**Tujuan Tugas 1:**
Dalam teks tentang Hempel's Raven, siapa yang mengajukan paradoks tersebut dan pada tahun berapa?
**Tujuan Tugas 2:**
Tolong salin tanpa perubahan bagian teks tentang Hempel's Raven dari "Hempel’s Raven, juga" sampai "satu sama lain.".

**Kutipan Teks:**
***
First of all, I want to congratulate my brothers Abrar Istiadi who splendidly see through the feint of this blog and find the prove of devil prove aka Probatio Diabolica which said “I, the owner of this blog is impossible to have no facebook account.” Well, OMEDETO GOZAIMASU!!. I’ll be waiting for the rest of my friend follow his excelency for my little ‘riddle’ and find the devil proof. Now, i propose a new theory that will oppose him.
Hempel’s Raven, juga dikenal sebagai Raven Paradox adalah sebuah paradox yang diajukan oleh logisian kebangsaan Jerman, Carl Gustav Hempel pada tahun 1940. Saya pribadi mendengar istilah ini pada saat memainkan game visual novel “Umineko no Naku Koro ni”, game detective mistery fantasy yang menceritakan pertarungan detektif antara Witch dan Manusia. Di sini diceritakan bahwa musuh terbesar Devil Proof adalah Hempels Raven. Dua teori valid yang hampir saling komplementer satu sama lain.
Ya keduanya bukanlah nama orang seperti yang dikira Bembi (nama orang? Devil? Proof? Raven?). Keduanya adalah teori yang dibahas oleh matematikawan selama berabad, dan masih cukup membingungkan hingga sekarang. Keduanya teori logika, hampir aksioma dan seperti teori logika lain bisa membuat otakmu looping for eternity.
***
**Baris Data:**
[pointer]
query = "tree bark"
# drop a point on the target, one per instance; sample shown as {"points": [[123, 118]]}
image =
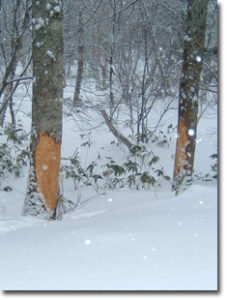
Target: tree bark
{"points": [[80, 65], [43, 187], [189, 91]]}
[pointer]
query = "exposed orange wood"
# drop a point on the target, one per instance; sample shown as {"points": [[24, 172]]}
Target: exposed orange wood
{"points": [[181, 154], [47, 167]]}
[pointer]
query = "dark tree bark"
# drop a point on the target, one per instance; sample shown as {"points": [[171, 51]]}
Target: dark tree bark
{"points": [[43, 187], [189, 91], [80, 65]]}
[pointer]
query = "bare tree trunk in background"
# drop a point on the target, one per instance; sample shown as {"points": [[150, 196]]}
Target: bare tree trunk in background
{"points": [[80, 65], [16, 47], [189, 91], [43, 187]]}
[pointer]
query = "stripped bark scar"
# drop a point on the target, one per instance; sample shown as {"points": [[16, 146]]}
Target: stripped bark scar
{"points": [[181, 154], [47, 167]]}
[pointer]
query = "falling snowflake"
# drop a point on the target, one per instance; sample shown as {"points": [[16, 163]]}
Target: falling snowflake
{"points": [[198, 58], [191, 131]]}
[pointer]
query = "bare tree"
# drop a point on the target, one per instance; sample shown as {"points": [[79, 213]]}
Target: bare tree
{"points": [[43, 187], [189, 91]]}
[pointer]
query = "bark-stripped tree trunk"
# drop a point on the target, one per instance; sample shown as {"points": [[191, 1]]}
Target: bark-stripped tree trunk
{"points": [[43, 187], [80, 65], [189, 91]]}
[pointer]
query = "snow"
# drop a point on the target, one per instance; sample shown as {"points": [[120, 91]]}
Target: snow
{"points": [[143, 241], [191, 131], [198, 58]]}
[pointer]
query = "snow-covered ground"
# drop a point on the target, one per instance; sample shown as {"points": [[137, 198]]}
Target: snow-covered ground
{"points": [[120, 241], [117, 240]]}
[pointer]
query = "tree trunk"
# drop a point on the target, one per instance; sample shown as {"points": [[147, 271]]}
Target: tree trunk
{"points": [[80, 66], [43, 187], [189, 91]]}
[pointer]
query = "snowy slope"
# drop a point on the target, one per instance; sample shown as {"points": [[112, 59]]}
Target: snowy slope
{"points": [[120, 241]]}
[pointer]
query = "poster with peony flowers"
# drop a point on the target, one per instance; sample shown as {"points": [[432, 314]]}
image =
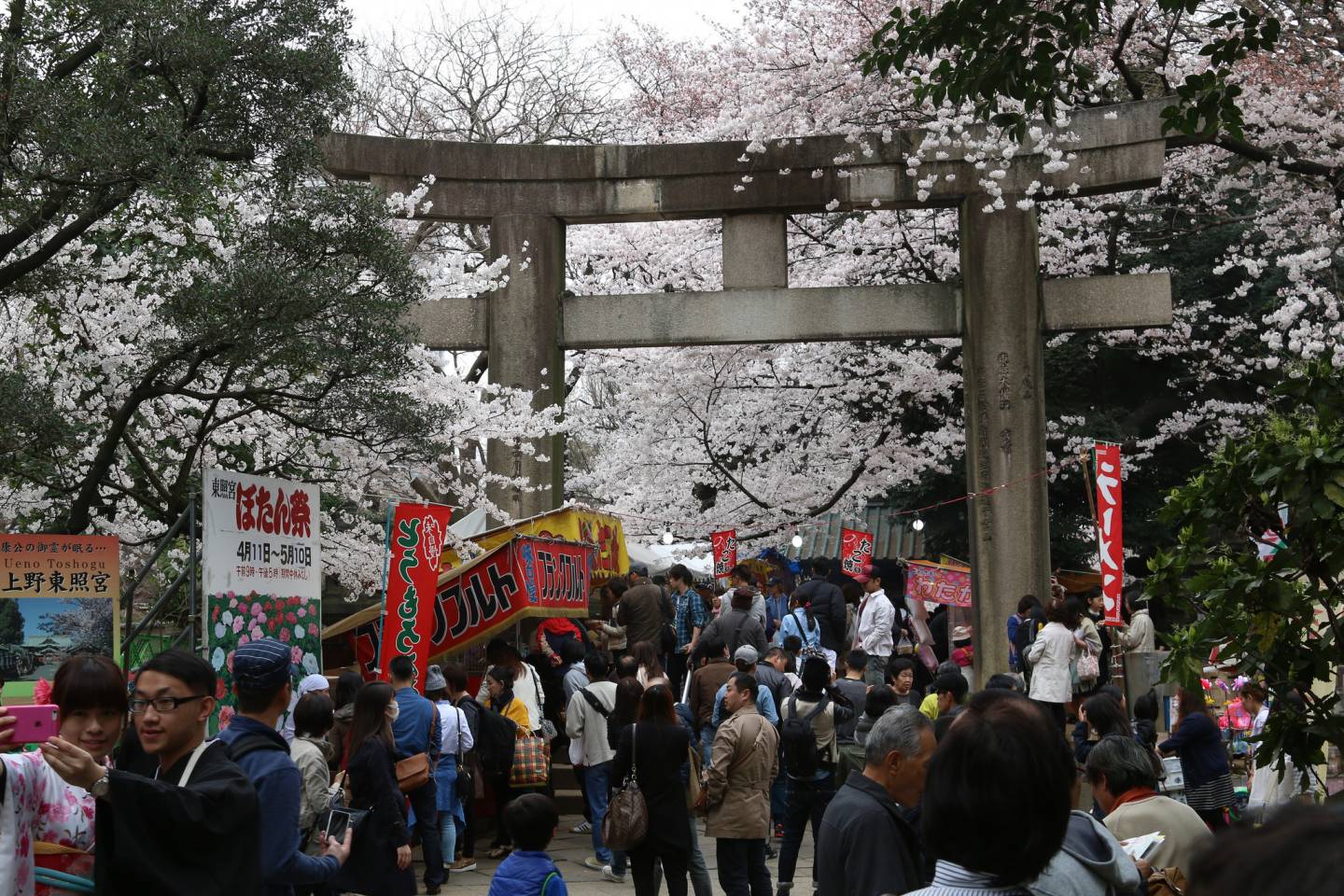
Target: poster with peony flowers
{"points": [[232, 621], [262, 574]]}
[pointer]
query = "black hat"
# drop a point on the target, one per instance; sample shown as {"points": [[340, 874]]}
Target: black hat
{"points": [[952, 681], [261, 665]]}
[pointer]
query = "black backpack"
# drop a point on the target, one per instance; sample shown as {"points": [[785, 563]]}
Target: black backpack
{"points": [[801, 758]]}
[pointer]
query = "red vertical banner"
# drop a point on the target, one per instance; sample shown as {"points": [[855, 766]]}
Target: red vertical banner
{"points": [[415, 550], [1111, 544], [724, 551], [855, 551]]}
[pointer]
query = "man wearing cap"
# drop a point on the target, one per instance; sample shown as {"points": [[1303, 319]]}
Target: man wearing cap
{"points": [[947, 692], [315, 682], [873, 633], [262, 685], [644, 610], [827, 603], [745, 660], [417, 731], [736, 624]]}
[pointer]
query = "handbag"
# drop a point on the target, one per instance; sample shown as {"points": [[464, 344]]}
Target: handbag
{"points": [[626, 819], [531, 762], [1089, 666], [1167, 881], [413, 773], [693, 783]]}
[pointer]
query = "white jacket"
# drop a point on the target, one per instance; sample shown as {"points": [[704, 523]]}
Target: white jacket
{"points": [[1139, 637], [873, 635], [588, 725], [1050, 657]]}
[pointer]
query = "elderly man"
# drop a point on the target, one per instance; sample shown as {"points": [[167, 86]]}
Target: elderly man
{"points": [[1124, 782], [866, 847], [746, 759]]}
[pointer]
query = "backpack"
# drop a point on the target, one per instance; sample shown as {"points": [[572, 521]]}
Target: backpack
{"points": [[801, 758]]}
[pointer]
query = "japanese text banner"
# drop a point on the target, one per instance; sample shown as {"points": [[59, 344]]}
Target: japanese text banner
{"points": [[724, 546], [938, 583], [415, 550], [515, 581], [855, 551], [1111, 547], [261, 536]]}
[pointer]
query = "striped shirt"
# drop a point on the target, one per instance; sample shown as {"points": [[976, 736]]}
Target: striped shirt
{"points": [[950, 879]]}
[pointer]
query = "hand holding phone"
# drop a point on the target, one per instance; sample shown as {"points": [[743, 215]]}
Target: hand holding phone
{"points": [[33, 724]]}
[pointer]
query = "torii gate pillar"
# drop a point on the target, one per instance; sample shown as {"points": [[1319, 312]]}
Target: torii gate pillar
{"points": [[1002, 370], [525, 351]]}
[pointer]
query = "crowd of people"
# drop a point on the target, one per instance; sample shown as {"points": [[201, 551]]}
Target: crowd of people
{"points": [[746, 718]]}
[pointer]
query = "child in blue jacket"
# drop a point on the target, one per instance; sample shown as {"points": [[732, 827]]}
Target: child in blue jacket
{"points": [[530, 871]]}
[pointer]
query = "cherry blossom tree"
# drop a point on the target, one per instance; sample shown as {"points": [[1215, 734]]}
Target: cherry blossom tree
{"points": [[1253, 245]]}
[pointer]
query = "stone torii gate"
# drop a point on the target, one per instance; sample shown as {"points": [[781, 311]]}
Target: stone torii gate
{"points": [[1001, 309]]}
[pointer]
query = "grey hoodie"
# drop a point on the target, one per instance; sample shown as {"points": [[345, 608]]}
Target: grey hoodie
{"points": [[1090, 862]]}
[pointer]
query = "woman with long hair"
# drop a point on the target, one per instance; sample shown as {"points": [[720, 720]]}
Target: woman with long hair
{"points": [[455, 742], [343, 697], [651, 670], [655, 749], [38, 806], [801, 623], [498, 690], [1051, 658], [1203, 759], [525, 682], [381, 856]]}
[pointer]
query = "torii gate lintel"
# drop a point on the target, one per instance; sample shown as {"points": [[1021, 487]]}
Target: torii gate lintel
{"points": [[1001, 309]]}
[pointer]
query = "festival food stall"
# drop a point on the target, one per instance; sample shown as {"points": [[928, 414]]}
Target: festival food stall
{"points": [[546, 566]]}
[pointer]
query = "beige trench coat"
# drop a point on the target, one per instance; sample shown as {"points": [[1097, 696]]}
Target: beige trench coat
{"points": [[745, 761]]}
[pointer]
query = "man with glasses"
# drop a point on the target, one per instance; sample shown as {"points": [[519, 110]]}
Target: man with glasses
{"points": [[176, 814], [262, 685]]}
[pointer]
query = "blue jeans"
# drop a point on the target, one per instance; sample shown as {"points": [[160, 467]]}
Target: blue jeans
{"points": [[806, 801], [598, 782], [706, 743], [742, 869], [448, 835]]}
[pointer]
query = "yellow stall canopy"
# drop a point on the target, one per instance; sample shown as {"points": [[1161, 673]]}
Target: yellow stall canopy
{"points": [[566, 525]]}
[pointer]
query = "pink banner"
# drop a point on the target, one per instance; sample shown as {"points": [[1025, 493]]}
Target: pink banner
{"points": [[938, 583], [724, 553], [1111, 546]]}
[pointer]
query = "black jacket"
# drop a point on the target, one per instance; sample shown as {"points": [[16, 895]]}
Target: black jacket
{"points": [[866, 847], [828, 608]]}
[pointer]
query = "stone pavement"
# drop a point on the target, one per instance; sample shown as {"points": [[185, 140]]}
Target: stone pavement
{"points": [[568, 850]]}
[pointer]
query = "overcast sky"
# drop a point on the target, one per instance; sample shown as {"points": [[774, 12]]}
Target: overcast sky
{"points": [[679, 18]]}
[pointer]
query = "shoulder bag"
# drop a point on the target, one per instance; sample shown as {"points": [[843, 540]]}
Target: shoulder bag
***
**Jawaban Tugas 1:**
Carl Gustav Hempel, logisian kebangsaan Jerman, pada tahun 1940.

**Jawaban Tugas 2:**
Hempel’s Raven, juga dikenal sebagai Raven Paradox adalah sebuah paradox yang diajukan oleh logisian kebangsaan Jerman, Carl Gustav Hempel pada tahun 1940. Saya pribadi mendengar istilah ini pada saat memainkan game visual novel “Umineko no Naku Koro ni”, game detective mistery fantasy yang menceritakan pertarungan detektif antara Witch dan Manusia. Di sini diceritakan bahwa musuh terbesar Devil Proof adalah Hempels Raven. Dua teori valid yang hampir saling komplementer satu sama lain.